▶ Goal: Convert every line of the rows below into a Markdown table with two columns, "Line No." and "Text": number each line in the first column and give the line itself in the second. Omit blank lines.

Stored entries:
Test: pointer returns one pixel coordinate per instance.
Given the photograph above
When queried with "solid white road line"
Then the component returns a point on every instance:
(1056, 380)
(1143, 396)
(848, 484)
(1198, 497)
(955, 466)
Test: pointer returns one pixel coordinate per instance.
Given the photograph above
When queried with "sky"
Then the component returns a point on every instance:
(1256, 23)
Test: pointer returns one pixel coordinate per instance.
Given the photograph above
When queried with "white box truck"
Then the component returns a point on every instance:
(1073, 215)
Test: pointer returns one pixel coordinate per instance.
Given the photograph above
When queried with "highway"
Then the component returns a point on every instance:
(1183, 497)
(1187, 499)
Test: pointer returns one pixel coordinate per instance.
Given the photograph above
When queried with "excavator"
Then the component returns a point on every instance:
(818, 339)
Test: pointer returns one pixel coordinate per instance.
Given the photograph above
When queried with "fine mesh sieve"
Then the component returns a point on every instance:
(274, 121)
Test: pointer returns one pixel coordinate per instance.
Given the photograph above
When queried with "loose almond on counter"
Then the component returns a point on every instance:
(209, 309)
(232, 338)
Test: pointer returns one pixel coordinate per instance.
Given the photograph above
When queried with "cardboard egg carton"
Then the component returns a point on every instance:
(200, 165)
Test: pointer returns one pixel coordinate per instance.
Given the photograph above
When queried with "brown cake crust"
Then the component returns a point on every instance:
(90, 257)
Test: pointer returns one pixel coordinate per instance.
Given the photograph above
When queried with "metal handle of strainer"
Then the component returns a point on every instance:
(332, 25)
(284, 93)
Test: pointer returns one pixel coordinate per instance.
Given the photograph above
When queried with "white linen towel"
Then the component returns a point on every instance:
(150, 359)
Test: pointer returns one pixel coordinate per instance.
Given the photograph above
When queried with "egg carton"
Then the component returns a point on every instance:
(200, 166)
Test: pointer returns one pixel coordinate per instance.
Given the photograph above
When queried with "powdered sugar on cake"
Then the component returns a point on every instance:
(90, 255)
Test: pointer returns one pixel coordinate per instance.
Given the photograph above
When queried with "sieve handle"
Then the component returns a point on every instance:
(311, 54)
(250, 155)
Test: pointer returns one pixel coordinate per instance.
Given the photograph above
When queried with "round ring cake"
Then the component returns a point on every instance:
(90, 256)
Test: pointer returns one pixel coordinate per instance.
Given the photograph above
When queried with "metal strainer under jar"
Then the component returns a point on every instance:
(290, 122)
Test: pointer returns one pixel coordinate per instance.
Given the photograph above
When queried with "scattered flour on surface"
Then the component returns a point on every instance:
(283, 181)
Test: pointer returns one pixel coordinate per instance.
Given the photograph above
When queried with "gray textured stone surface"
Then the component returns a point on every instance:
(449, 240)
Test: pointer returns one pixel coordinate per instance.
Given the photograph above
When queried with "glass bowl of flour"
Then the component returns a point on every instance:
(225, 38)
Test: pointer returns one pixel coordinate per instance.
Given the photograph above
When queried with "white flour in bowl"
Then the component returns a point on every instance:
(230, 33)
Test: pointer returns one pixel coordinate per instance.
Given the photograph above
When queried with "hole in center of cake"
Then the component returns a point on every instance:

▶ Solution to this task:
| Line No. | Text |
|---|---|
| 1 | Test: pointer returns one pixel coordinate per instance. |
| 2 | Given the photograph above |
| 3 | When queried with "solid white road line" |
| 4 | Then the component returns a point on every instance: |
| 5 | (1056, 380) |
| 6 | (1143, 396) |
| 7 | (848, 484) |
| 8 | (1198, 497) |
| 9 | (955, 466) |
| 10 | Test: pointer returns one pixel coordinate per instance. |
| 11 | Given the photograph above |
| 12 | When queried with "sky" |
| 13 | Then the component returns a point on every instance: |
| 14 | (1256, 23) |
| 15 | Test: pointer returns one pixel coordinate per instance. |
| 16 | Given the photograph above |
| 17 | When queried with "white box truck" |
| 18 | Then the component returns a point on every instance: |
| 19 | (1073, 215) |
| 20 | Test: pointer returns one pixel coordinate per instance. |
| 21 | Given the photograph above |
| 22 | When queried with "highway" |
| 23 | Then the component returns a point on every instance: |
| 24 | (1183, 497) |
| 25 | (1187, 499) |
| 26 | Test: pointer returns one pixel coordinate per instance. |
| 27 | Given the photograph above |
| 28 | When queried with "excavator" |
| 29 | Then the component returns a point on every instance: |
| 30 | (818, 339) |
| 31 | Test: pointer returns one pixel coordinate per instance. |
| 32 | Given the photograph above |
| 33 | When queried with "fine mesh sieve" |
| 34 | Then the component returns a point on every instance: |
| 35 | (274, 121) |
| 36 | Test: pointer returns one pixel coordinate per instance. |
| 37 | Given the photograph above |
| 38 | When queried with "loose almond on counter" |
| 39 | Then the component returns a point on every instance: |
| 40 | (209, 309) |
| 41 | (232, 338) |
| 42 | Test: pointer returns one pixel coordinate per instance. |
| 43 | Given the photograph above |
| 44 | When queried with "cardboard egg carton" |
| 45 | Then the component returns a point on every instance: |
| 46 | (200, 165) |
| 47 | Test: pointer returns one pixel coordinate per instance. |
| 48 | Given the photograph above |
| 49 | When queried with "brown cake crust" |
| 50 | Then the component returns a point on every instance: |
| 51 | (90, 257) |
| 52 | Test: pointer returns one pixel coordinate per instance. |
| 53 | Given the photograph above |
| 54 | When queried with "metal handle of strainer" |
| 55 | Then the component returns a point on every instance: |
| 56 | (332, 25) |
| 57 | (284, 93) |
| 58 | Test: pointer returns one pixel coordinate per instance. |
| 59 | Given the photograph above |
| 60 | When queried with "white linen towel" |
| 61 | Then the component returns a point on every instance: |
| 62 | (150, 359) |
| 63 | Test: pointer returns one pixel coordinate per instance. |
| 64 | Given the photograph above |
| 65 | When queried with "egg carton" |
| 66 | Then the component returns a point on every instance: |
| 67 | (200, 166) |
| 68 | Test: pointer returns one pixel coordinate per instance. |
| 69 | Given the photograph above |
| 70 | When queried with "powdered sugar on cake" |
| 71 | Then the component returns a point on every instance: |
| 72 | (90, 255) |
| 73 | Test: pointer returns one pixel coordinate per instance. |
| 74 | Given the photograph above |
| 75 | When queried with "sieve handle" |
| 76 | Then the component returns a point on every instance: |
| 77 | (311, 54) |
| 78 | (250, 155) |
| 79 | Test: pointer returns one pixel coordinate per instance. |
| 80 | Given the photograph above |
| 81 | When queried with "round ring cake" |
| 82 | Then the component returns a point on every instance: |
| 83 | (90, 256) |
| 84 | Test: pointer returns one pixel coordinate per instance. |
| 85 | Given the photograph above |
| 86 | When queried with "metal strainer under jar" |
| 87 | Then the component returns a point on every instance: |
| 88 | (290, 122) |
| 89 | Test: pointer returns one pixel coordinate per instance. |
| 90 | Given the photograph above |
| 91 | When queried with "scattered flour on surface" |
| 92 | Then the component returns a point on every instance: |
| 93 | (283, 181) |
| 94 | Test: pointer returns one pixel coordinate per instance. |
| 95 | Given the photograph above |
| 96 | When queried with "gray textured stone surface" |
| 97 | Then the component returns a point on every instance: |
| 98 | (449, 240) |
| 99 | Test: pointer returns one pixel coordinate per instance. |
| 100 | Given the photograph above |
| 101 | When queried with "glass bowl of flour" |
| 102 | Then the component returns a point on every instance: |
| 103 | (225, 38) |
| 104 | Test: pointer returns one pixel coordinate per instance. |
| 105 | Given the photograph above |
| 106 | When queried with "white flour in bowl" |
| 107 | Then the component returns a point on every instance: |
| 108 | (230, 33) |
| 109 | Test: pointer returns one pixel coordinate per instance. |
| 110 | Given the photograph above |
| 111 | When queried with "hole in center of cake" |
| 112 | Then the component returns a point on every instance: |